## Task:
Restate only the tail of the data below, starting at the line that contains "Report the position of each instance of the open" and including the last line, word for word.

## Data records:
^^^^^^^^^^^^^^^^
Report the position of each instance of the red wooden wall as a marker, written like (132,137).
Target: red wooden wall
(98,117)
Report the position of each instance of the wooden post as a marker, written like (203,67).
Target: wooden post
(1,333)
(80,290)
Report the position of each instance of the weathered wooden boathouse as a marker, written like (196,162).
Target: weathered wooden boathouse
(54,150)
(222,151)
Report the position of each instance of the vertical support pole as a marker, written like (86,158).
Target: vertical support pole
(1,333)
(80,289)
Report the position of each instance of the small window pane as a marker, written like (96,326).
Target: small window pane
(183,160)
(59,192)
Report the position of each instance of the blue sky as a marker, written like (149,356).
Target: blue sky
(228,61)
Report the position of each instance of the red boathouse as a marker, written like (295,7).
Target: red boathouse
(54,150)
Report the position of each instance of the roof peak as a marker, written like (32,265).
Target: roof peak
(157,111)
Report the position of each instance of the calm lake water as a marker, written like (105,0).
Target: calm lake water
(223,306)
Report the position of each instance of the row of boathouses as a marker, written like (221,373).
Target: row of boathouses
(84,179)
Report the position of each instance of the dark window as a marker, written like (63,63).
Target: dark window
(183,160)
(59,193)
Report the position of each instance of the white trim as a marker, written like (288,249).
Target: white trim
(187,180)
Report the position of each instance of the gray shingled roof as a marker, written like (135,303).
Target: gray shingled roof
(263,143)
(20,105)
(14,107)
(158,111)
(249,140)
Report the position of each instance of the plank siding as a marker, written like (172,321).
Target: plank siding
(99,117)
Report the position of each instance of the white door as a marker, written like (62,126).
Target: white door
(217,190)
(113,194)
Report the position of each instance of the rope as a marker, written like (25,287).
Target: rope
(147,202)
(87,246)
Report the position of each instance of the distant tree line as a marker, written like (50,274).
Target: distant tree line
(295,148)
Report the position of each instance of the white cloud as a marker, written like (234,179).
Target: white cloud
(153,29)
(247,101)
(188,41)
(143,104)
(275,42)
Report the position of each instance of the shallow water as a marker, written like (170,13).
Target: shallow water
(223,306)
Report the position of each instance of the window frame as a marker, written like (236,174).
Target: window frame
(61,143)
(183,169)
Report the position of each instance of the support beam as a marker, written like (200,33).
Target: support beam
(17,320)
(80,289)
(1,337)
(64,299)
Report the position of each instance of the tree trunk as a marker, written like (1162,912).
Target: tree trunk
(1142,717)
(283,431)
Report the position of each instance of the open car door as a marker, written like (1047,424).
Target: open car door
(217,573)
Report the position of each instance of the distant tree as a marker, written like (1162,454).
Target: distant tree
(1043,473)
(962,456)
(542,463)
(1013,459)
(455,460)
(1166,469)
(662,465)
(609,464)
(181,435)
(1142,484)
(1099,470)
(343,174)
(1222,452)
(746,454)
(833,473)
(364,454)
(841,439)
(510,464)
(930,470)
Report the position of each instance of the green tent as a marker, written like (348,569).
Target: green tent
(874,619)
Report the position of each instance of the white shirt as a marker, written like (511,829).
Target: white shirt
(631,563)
^^^^^^^^^^^^^^^^
## Expected answer:
Report the position of each instance of the open car door as a marker, written like (1047,424).
Target: open car door
(217,573)
Report the position of each instance of the distant tree as a marker, written like (1162,454).
Target: distant tree
(1043,473)
(962,456)
(542,463)
(1013,459)
(455,460)
(1166,469)
(662,465)
(609,464)
(181,435)
(1142,484)
(1099,470)
(343,174)
(1222,452)
(746,454)
(833,473)
(364,454)
(841,439)
(510,464)
(930,470)
Report the position of each instance of the green tent as a marker, written like (348,569).
Target: green tent
(874,619)
Report the position of each instance of the white shirt as a marker, written like (511,829).
Target: white shirt
(631,563)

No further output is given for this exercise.